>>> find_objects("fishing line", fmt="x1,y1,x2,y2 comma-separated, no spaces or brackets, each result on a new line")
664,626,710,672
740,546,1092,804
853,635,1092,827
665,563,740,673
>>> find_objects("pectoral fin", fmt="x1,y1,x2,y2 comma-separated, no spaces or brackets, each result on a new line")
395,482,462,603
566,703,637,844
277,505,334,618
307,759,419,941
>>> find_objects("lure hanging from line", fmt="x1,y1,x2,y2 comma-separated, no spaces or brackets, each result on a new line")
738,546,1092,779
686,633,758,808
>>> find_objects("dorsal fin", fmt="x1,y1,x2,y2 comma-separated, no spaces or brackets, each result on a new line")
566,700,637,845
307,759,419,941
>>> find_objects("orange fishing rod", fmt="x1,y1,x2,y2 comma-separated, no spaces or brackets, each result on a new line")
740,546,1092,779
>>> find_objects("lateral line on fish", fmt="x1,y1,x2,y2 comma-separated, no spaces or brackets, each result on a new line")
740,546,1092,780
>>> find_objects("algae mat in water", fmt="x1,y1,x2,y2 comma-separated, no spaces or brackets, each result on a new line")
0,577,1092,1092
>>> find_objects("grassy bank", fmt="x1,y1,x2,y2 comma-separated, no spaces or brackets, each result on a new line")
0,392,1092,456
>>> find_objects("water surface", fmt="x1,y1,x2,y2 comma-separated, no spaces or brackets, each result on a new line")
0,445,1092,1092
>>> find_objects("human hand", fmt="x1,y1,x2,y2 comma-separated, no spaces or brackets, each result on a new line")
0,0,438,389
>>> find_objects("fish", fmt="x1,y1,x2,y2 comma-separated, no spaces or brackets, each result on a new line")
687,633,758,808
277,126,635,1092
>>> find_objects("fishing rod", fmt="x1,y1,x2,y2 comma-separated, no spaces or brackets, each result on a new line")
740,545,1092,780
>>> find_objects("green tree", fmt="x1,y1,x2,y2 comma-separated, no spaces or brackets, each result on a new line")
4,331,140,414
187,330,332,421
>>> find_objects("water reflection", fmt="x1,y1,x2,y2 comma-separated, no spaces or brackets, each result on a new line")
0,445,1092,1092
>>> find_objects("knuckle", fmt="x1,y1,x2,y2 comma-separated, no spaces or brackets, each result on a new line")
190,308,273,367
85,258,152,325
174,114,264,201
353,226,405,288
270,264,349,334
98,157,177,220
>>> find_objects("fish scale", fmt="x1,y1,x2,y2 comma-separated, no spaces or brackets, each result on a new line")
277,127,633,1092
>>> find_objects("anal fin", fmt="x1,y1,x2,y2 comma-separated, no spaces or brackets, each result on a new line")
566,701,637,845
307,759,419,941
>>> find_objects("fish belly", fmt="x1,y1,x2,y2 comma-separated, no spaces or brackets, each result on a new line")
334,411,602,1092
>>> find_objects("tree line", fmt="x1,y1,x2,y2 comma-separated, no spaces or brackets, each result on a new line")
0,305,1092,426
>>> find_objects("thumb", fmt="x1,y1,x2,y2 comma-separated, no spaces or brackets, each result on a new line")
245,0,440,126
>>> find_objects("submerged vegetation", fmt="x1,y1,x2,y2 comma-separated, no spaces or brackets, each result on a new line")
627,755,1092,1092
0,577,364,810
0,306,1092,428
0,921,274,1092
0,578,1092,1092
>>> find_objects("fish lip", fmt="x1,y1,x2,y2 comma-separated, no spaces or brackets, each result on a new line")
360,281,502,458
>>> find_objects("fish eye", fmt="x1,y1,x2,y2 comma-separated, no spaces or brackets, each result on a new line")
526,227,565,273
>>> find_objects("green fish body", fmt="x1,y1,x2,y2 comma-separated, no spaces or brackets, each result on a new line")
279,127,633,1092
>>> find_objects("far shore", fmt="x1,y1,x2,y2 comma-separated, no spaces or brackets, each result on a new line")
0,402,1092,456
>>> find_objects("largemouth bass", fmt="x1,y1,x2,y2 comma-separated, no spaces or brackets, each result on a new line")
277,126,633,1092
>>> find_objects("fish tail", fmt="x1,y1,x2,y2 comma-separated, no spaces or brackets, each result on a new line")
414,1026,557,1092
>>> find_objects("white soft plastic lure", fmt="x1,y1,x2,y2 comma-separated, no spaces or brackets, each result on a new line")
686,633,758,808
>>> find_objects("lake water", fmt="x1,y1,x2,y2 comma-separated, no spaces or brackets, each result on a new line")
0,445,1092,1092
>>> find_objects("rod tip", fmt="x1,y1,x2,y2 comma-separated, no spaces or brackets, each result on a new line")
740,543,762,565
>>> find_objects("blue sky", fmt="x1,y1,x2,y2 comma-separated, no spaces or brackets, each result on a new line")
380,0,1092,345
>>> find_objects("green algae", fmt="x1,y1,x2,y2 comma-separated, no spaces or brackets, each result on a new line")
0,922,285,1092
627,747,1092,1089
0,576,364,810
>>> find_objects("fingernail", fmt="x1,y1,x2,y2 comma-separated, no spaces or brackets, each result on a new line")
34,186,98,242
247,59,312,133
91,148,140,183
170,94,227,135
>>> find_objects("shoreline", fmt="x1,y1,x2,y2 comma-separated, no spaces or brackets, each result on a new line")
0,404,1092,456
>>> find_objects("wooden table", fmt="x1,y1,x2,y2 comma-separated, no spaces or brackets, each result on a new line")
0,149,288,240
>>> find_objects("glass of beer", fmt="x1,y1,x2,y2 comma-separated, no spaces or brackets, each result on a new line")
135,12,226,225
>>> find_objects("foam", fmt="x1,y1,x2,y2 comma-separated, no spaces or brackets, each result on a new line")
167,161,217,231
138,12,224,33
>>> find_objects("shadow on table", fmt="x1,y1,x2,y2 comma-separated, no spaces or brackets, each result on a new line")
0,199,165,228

━━━━━━

STATED TASK ▸
Could you copy all of the items above, reproducing every line without any change?

COMPLETED TASK ▸
>>> find_objects("fishing line", fmt="x1,y1,x2,y2 comma-separated, no spaces or brackets, each result on a new line")
664,626,710,672
740,546,1092,804
853,635,1092,827
665,563,740,673
>>> find_objects("pectoral fin", fmt="x1,y1,x2,y2 comma-separated, no spaces or brackets, each result on a new line")
395,482,462,603
566,703,637,844
277,505,334,618
307,759,419,941
>>> find_objects("lure hanging from line", fmt="x1,y1,x2,y2 comma-separated, no spaces or brackets, each result on a new line")
738,546,1092,779
686,633,758,808
>>> find_objects("dorsal fin", fmt="x1,y1,x2,y2 comma-separated, no spaces or brackets, each result on a new line")
566,700,637,845
307,759,419,941
>>> find_objects("orange fishing rod", fmt="x1,y1,x2,y2 comma-separated, no spaces or brackets, each result on a new line")
740,546,1092,779
>>> find_objects("lateral line on fish", fmt="x1,y1,x2,y2 comma-separated, no spaces or brackets, each result on a new line")
740,546,1092,780
>>> find_objects("algae mat in water", fmt="x1,y1,x2,y2 comma-separated, no spaces or brackets, each result on a new line")
0,577,1092,1092
>>> find_objects("grassy bank", fmt="x1,y1,x2,y2 comma-separated, no spaces or brackets, each result on a new line")
0,392,1092,456
>>> find_objects("water surface", fmt="x1,y1,x2,y2 comma-separated, no spaces or brackets, each result on a new line")
0,445,1092,1092
>>> find_objects("human hand", fmt="x1,y1,x2,y2 comma-separated, no spaces or brackets, each result on a new line")
0,0,438,389
>>> find_objects("fish", fmt="x1,y1,x2,y2 comma-separated, no spaces or brackets, each result on a new line")
687,633,758,808
277,126,635,1092
>>> find_objects("fishing rod", fmt="x1,y1,x2,y2 comma-separated, no spaces or brackets, each result on a new line")
740,545,1092,780
>>> find_objects("green tree", fmt="x1,y1,x2,y2 comma-separated, no spaces or brackets, each result on a new line")
4,331,140,414
187,330,332,421
>>> find_objects("water reflection", fmt="x1,y1,x2,y2 comma-separated, no spaces or brackets, each result on a new line")
0,445,1092,1092
>>> find_objects("knuckle", fmt="x1,y1,x2,y2 comma-separated, no spaces or brackets, each result on a new line")
190,308,273,367
85,258,152,325
174,114,264,201
353,226,405,288
270,264,349,334
98,157,177,220
>>> find_objects("fish scale", fmt="x1,y1,x2,y2 comma-separated, no spaces or brackets, each result on a new line")
277,127,633,1092
>>> find_objects("anal fin", fmt="x1,y1,x2,y2 comma-separated, no spaces or brackets, each result on a new line")
566,701,637,845
307,759,419,941
>>> find_objects("fish belly", fmt="x1,y1,x2,y2 comma-separated, no spaces or brackets, each result on a new line")
334,411,602,1092
>>> find_objects("tree line", fmt="x1,y1,x2,y2 comma-separated, no spaces or brackets, each result on a new line")
0,305,1092,426
>>> find_objects("thumb", fmt="x1,y1,x2,y2 comma-separated, no spaces or brackets, each result on a new line")
245,0,440,126
>>> find_objects("submerged vegetation", fmt="x1,y1,x2,y2 comma-separated, no spaces or brackets, each result on a new line")
627,755,1092,1092
0,577,364,810
0,306,1092,428
0,921,274,1092
0,578,1092,1092
>>> find_objects("fish lip", fmt="x1,y1,x2,y2 comma-separated, no spaces or brackets, each result on a new line")
360,281,502,458
>>> find_objects("fish eye", fmt="x1,y1,x2,y2 comma-separated, no spaces or brackets, each result on a new line")
526,227,565,273
>>> find_objects("green fish body", fmt="x1,y1,x2,y2 comma-separated, no spaces or brackets, each result on a new line")
279,127,633,1092
>>> find_objects("far shore", fmt="x1,y1,x2,y2 comma-separated, no spaces or brackets, each result on a new line")
0,402,1092,456
>>> find_objects("largemouth bass", fmt="x1,y1,x2,y2 comma-separated, no spaces or brackets, each result on a new line")
277,126,633,1092
>>> find_objects("fish tail", fmt="x1,y1,x2,y2 comma-separated, no spaces or brackets, each result on a new line")
414,1026,557,1092
>>> find_objects("white soft plastic lure", fmt="x1,y1,x2,y2 comma-separated, no spaces or brackets, each result on a new line")
686,633,758,808
>>> find_objects("lake water", fmt="x1,y1,x2,y2 comma-separated, no spaces or brackets, each result on a new line")
0,445,1092,1092
>>> find_objects("rod tip", fmt="x1,y1,x2,y2 comma-separated, no spaces or brackets, each result on a new line")
740,543,762,565
>>> find_objects("blue sky", fmt="x1,y1,x2,y2 comma-separated, no spaces or brackets, each result on a new line")
380,0,1092,345
>>> find_objects("green algae", fmt="x1,y1,x2,y2 comma-separated, no spaces or brackets, each result on a new line")
0,922,285,1092
627,747,1092,1089
0,576,364,810
>>> find_objects("fingernail", fmt="x1,y1,x2,y2 comma-separated, no spaces or brackets, each result on a new line")
34,186,98,242
247,59,312,133
91,148,140,183
170,94,227,135
>>> find_objects("shoreline", fmt="x1,y1,x2,y2 comma-separated, no spaces or brackets, each result on a new line")
0,404,1092,456
>>> find_objects("wooden table", fmt="x1,y1,x2,y2 comma-separated, no spaces or brackets, each result on a new line")
0,149,288,240
>>> find_objects("glass of beer", fmt="x1,y1,x2,y2 comma-separated, no spaces or brackets, each result on a new line")
135,12,226,225
>>> find_objects("foam", fmt="x1,y1,x2,y2 comma-separated, no spaces or brackets, each result on a new line")
167,161,217,231
138,12,224,33
>>> find_objects("shadow on table", fmt="x1,y1,x2,y2 comma-separated, no spaces or brackets, each result on a new line")
0,199,165,228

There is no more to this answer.